* Dokument:
################

Alle Anmerkungen des NABU zu den Eckpunkten der Nationalen Biomassestrategie.
Naturverträgliche Biomassenutzung statt Holzverbrennung und Energiepflanzenanbau
Statt Waldholz und gezielt angebaute Biomasse sollen vorwiegend Reststoffe und Abfälle für die stoffliche und energetische Nutzung eingesetzt werden. Die Definition der sogenannten „Reststoffe und Abfälle“ ist hierbei elementar und muss differenziert betrachtet werden. In der Natur gibt es per se keine Reststoffe. Jede Biomasse, die in der Land- und Forstwirtschaft anfällt, ist ein wichtiger Bestandteil im Stoffkreislauf. Dies gilt vor allem für sogenanntes Waldrestholz, das keineswegs verbrannt werden sollte. Totholz und Stroh werden für den Humusaufbau benötigt und stellen Lebensräume für viele Organismen.
Für den Klimaschutz und die Anpassung der Ökosysteme an die Folgen der Klimakrise dürfen die natürlichen Stoffkreisläufe nicht weiter durch eine Übernutzung gestört werden. Daher sollten essenzielle Bestandteile von Ökosystemen klar von Reststoffen am Ende der Nutzungskaskade (zum Beispiel mit Schadstoffen belastetes Altholz) und Bioabfällen unterschieden und in der Ermittlung der Biomassepotenziale entsprechend unterschiedlich behandelt werden.
Ein Beispiel: Grünschnitt aus der Landschaftspflege kann in der Landwirtschaft für die Biogaserzeugung verwendet werden und wäre eine Alternative zum problematischen Einsatz von Energiepflanzen aus intensiver Landwirtschaft. Hier bestehen allerdings hohe rechtliche Hemmnisse, die dringend beseitigt werden müssen. Grünschnitt hat zwar im Vergleich zu Energiepflanzen einen geringeren Energiegehalt, das könnte und sollte jedoch durch höhere Förderungssummen ausgeglichen werden.
Biogas und Biomethan als Erdgas-Alternative?
Biogas und Biomethan werden im Zuge der Klimakrise immer wieder angeführt als grüne Alternative zu fossilem Erdgas. Auch in der akuten Energiekrise nimmt die Debatte darum wieder Fahrt auf, denn Biogas kann sowohl in der Strom- als auch der Wärmeversorgung genutzt werden. Doch wie entstehen überhaupt Biogas und Biomethan eigentlich, wo sind sie ein sinnvoller Ersatz, wo nicht? Wir beantworten die wichtigsten Fragen in unserem FAQ zum Thema.
Wie entsteht Biogas?
Wenn Gülle, Mist, Bio-Abfälle oder Energiepflanzen in Biogasanlagen unter Ausschluss von Licht und Sauerstoff vergoren werden, entsteht: Biogas. In einer Biogasanlage wird daraus vor Ort direkt Strom und gleichzeitig Wärme erzeugt.

################

* Bereitgestelltes Material:
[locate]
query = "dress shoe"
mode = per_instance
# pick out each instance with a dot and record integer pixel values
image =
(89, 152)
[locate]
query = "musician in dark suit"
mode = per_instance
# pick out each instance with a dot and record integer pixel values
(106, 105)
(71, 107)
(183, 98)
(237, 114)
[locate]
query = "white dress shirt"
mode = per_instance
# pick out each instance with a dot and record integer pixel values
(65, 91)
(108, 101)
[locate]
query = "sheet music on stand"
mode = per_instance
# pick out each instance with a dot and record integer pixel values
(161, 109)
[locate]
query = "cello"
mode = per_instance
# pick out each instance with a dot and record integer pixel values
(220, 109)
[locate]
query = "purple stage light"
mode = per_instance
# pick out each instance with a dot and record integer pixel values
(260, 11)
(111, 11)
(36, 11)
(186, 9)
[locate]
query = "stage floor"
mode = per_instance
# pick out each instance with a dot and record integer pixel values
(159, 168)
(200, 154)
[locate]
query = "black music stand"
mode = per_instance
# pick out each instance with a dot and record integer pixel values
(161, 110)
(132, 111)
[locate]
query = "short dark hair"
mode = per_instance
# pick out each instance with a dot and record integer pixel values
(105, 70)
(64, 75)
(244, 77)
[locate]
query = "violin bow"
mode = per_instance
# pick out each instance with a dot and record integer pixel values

################

* Aufgaben:
#1 Schreibe aus dem Text zur Biomassenutzung den Abschnitt von „Wenn Gülle, Mist, Bio-Abfälle“ bis „gleichzeitig Wärme erzeugt.“ wortgetreu ab.
#2 Prüfe anhand des Textes zur Biomassenutzung, ob die folgenden Aussagen zutreffen. Antworte jeweils mit Ja oder Nein und zitiere die entscheidende Textstelle wörtlich.
(a) Waldrestholz sollte verbrannt werden.
(b) Grünschnitt hat einen geringeren Energiegehalt als Energiepflanzen.
(c) Biogas entsteht, wenn Biomasse unter Zufuhr von Sauerstoff vergoren wird.
#3 Führe den Text über Biomassenutzung und Biogas nach seinem letzten Satz weiter.
Das Material ist hierfür ohne Belang.

* Lösungen:
#1
Wenn Gülle, Mist, Bio-Abfälle oder Energiepflanzen in Biogasanlagen unter Ausschluss von Licht und Sauerstoff vergoren werden, entsteht: Biogas. In einer Biogasanlage wird daraus vor Ort direkt Strom und gleichzeitig Wärme erzeugt.

#2
(a) Nein: „Dies gilt vor allem für sogenanntes Waldrestholz, das keineswegs verbrannt werden sollte.“
(b) Ja: „Grünschnitt hat zwar im Vergleich zu Energiepflanzen einen geringeren Energiegehalt“
(c) Nein: „unter Ausschluss von Licht und Sauerstoff vergoren werden“

#3
Ist Biogas für die Stromerzeugung notwendig?
Als Ergänzung zu anderen Erneuerbaren Energien ist es jedenfalls sinnvoll. Denn der große Vorteil von Biogas ist: Die Anlagen können unabhängig von Wind und Sonne bedarfsgerecht Energie erzeugen. Damit können sie die schwankende Stromerzeugung von Windkraftanlagen und Photovoltaik ausgleichen und tragen somit zur Energiesicherheit bei.
Welche Vorteile hat Biogas noch?
Biogasanlagen können Bioabfälle, Reststoffe aus der Landwirtschaft und Landschaftspflege verarbeiten, die sonst keinen Nutzen hätten. Mit den bei der Biogaserzeugung anfallenden Gärresten kann auf dem Acker nährstoffreicher Humus aufgebaut werden.
Außerdem geht durch die dezentrale Biogaserzeugung aufgrund der kurzen Transportwege wenig Energie verloren. Ebenso können mit der produzierten Energie, also Wärme und Strom, Siedlungen in der Nähe versorgt werden.
Und die Nachteile von Biogas?
In schwach besiedelten ländlichen Regionen kann es schwierig sein, die bei der Stromerzeugung anfallende Wärme effektiv in den Wärmenetzen zu verteilen.
Außerdem kann Biogas nicht über weite Strecken transportiert werden – dafür muss es in Biomethan umgewandelt werden.
Was ist der Unterschied zwischen Biogas und Biomethan?
Um Biogas im Erdgasnetz transportieren zu können, muss es zu Biomethan umgewandelt werden. Dafür wird der Methangehalt in dem Gas erhöht, Kohlendioxid und andere Bestandteile wie Schwefel entfernt. Erst dann kann das Gas über das bestehende Netz transportiert werden und dann beispielsweise in Gaskraftwerken zur Strom- und Wärmeerzeugung genutzt werden.
Auch zur Produktion von Biokraftstoffen wie Bio-Ethanol wird Biomethan als Ausgangsstoff gebraucht.
Welche Vorteile hat Biomethan?
Neben dem Vorteil, dass es im bestehenden Erdgasnetz transportiert werden kann: Es kann auch helfen, die Erdgasspeicher zu füllen. Zumindest zu einem kleinen Teil.
Und die Nachteile von Biomethan?
Um Biogas in Biomethan umzuwandeln, werden zusätzliche Anlagen und noch mehr Energie benötigt. Ohne den Anbau von zusätzlichen Energiepflanzen dürfte die Rentabilität solcher Anlagen fraglich sein. Erst recht, wenn das Biomethan dann noch in Kraftstoffe wie Bio-Ethanol umgewandelt wird, was noch mehr Energie benötigt.
Könnte Biogas oder Biomethan überall Erdgas ersetzen?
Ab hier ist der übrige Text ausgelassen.